[TEXT UNDER STUDY Boundary: Start]

Lovely to be with my grandchildren and lots of other extended family members - mostly much loved.
My delicious Daisy aged 2 has suddenly decided that she really likes me. The first of the grandchildren who has ever been shy with me, so it was wonderful to hear her calling out 'Daisy wants Nanny' She also solved the problem of the Christmas stocking. I took her up to our bedroom on Boxing day, and she opened all the parcels, hamded them over to me with a bewitching smile - 'nother one for Nanny' and not a trace of a rat.
My siblings are in the middle of a family crisis - not for the first time - and when we get back from our holiday my young nephew Jack, who has dropped out of University is coming to live with us for a while. Another one with stepfather problems. I think Paul will enjoy the company of a very quiet boy, and Paul's gentle kindness will be good for Jack I hope. He will be one of a long line of waifs and strays that have found a home with us from time to time. It's good to know I can still be useful.
I'm struggling a bit with my Excelon patches I keep forgetting where I put them on my body and thinking I have taken the old one off when I haven't. I thought I could cope with them without Paul's help. But maybe I can't
Matty is still in hospital on ozygen and while not appreciably improving is not deteriorating. We did miss him and his Mum on Boxing day. My son Stephen brought Daisy and the two older boys Ben and Tim over to join the family party. Thry had not had much of a Christmas up until then. If I can find the instructions I was sent to post pictures I'll do that.
There were some magical moments - finding my 15 year old grandaughter Hatty curled up in a quiet room reading Pride and Prejudice which was part of a Jane Austen set she had asked me for at Christmas. It was like seeing my young self re-created. Alexander rolling on the floor with the two dogs, my wonderful daughter taking over my old role as host of the Christmas celebrations but doing it with far more calm and grace than I ever did.
And there were bittersweet memories too, of my first husbands last Christmas, he died in January, and trying to make a good Christmas for the children while he was dying of cancer upstairs. Sometimes I think the memories that are uncovered as AZ develops cause as many problems as the loss of memory
It was lovely as it always is - but I'm so glad to be home.

[TEXT UNDER STUDY Boundary: End]
[DATA RECORDS Boundary: Start]

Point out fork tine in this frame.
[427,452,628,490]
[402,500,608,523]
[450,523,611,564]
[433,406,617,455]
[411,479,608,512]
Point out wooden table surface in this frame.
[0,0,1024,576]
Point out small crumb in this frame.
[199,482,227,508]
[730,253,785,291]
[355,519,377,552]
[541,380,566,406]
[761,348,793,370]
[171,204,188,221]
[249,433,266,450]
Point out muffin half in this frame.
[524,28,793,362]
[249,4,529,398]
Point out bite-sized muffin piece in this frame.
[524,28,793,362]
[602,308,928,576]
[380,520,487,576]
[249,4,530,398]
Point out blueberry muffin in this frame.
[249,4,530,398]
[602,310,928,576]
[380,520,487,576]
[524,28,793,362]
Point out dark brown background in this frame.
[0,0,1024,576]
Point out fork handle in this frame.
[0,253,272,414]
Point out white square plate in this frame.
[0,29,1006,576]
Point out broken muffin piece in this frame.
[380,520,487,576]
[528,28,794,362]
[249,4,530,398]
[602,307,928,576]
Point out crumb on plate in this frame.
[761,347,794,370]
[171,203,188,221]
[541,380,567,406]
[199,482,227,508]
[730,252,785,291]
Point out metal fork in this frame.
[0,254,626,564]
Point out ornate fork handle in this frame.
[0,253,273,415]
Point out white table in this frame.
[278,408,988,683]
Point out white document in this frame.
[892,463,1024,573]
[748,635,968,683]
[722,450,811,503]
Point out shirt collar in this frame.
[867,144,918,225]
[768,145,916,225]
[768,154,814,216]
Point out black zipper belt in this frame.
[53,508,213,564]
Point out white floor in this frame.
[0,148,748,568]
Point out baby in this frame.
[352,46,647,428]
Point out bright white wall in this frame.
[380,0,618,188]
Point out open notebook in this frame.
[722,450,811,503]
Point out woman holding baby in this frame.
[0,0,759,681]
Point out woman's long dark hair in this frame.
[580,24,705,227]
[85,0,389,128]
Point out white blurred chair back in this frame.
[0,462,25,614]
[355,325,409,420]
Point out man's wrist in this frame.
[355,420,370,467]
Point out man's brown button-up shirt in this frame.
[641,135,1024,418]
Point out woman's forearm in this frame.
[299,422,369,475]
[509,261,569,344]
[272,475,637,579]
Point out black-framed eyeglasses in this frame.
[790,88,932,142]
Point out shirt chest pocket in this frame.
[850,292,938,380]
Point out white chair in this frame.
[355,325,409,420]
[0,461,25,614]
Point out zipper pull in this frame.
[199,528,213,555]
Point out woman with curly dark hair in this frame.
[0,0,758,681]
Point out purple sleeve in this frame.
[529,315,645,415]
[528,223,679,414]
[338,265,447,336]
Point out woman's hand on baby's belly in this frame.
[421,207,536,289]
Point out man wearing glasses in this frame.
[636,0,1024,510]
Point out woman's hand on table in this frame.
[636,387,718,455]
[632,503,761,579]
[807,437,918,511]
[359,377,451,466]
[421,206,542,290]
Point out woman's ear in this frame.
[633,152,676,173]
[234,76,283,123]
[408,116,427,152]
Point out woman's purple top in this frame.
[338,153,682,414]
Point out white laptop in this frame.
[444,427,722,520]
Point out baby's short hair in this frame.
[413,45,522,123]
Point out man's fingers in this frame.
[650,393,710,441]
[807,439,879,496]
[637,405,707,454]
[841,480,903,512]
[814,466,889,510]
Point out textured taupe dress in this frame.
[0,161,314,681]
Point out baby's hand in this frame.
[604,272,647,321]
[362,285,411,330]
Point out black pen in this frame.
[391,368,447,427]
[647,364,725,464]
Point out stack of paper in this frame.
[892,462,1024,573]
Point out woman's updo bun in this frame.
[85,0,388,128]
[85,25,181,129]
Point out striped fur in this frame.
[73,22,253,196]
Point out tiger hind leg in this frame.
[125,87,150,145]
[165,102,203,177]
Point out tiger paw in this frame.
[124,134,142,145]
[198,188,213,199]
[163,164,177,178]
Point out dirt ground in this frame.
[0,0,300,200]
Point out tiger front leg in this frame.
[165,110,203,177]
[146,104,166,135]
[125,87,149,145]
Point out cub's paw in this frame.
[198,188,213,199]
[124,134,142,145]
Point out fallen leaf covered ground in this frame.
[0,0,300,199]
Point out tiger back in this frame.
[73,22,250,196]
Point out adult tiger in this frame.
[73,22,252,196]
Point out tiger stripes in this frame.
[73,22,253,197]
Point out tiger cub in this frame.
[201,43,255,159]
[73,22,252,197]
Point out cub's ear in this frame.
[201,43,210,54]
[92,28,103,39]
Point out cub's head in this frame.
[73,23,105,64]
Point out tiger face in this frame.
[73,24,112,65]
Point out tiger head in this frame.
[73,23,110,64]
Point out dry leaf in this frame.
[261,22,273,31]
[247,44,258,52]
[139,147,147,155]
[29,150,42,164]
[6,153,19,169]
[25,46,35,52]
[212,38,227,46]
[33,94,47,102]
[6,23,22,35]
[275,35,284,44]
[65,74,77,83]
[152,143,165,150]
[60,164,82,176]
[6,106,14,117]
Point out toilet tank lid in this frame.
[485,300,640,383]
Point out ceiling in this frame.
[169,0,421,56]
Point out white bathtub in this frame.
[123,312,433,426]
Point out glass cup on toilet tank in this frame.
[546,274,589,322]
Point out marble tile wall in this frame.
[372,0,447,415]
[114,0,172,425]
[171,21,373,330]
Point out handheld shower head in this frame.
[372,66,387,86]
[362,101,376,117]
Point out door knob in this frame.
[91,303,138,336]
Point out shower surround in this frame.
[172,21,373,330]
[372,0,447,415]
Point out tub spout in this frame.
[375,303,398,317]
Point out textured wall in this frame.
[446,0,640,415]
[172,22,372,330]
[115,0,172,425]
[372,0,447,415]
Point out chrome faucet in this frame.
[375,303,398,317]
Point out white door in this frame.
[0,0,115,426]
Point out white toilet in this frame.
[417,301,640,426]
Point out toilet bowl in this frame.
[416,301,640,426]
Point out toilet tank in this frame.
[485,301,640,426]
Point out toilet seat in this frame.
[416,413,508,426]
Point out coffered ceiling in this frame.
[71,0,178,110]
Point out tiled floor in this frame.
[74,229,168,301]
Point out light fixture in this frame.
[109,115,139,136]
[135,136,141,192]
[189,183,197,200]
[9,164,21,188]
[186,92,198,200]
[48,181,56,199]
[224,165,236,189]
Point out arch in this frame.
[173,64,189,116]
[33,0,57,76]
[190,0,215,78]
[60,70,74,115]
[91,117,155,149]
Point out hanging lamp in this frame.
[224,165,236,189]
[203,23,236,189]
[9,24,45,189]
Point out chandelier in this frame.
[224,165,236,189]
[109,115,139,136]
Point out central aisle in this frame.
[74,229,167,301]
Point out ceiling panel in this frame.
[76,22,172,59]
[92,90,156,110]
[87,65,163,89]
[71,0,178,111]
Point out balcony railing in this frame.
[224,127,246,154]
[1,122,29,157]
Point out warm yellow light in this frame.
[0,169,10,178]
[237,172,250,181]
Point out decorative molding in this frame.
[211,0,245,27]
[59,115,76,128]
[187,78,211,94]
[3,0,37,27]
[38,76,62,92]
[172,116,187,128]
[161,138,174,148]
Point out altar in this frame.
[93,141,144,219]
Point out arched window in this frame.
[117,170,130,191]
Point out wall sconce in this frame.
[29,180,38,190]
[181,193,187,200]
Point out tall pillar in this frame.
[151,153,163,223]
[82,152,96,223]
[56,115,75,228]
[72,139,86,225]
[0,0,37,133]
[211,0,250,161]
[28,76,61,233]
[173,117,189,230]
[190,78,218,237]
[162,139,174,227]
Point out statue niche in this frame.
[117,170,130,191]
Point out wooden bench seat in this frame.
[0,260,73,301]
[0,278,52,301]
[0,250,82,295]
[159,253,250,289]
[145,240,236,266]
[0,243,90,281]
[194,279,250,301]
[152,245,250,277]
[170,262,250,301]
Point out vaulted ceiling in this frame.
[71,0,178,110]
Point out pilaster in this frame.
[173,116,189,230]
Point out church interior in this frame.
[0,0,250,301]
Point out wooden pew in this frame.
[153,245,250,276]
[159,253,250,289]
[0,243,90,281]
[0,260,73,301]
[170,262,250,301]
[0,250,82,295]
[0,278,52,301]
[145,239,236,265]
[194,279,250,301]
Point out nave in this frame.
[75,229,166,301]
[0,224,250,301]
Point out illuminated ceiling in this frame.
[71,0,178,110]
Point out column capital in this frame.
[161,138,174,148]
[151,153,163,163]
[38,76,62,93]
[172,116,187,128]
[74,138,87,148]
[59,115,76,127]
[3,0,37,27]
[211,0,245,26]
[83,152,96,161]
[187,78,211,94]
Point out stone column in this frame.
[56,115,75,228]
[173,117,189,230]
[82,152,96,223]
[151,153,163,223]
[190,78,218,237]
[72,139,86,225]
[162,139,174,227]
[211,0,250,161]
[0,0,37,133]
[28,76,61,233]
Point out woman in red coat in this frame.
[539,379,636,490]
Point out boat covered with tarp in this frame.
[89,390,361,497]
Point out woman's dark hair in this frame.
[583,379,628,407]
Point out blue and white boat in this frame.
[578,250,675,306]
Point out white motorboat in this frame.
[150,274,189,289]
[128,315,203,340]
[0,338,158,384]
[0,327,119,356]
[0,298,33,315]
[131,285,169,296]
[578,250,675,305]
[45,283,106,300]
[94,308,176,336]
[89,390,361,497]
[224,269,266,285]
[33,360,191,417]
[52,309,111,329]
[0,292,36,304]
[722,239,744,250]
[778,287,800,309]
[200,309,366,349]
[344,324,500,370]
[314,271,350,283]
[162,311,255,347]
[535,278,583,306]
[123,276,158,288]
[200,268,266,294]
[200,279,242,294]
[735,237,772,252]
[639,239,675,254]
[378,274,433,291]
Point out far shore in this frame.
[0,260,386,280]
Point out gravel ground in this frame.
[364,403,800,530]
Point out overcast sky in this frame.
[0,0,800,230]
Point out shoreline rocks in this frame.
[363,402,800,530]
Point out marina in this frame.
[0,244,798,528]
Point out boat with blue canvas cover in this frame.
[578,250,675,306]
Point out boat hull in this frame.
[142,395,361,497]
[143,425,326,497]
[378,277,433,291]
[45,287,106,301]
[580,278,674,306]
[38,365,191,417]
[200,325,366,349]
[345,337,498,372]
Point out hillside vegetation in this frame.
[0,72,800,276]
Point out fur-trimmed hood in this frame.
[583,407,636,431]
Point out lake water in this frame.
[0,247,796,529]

[DATA RECORDS Boundary: End]

Answer these questions from the Christmas post:
1. How old is Daisy?
2. Who is coming to live with the writer and Paul, and what has he dropped out of?
3. Which book was Hatty reading in a quiet room?

▶ [EXERCISE SOLUTION]:
1. Daisy is 2.
2. The writer's young nephew Jack, who has dropped out of university.
3. Pride and Prejudice.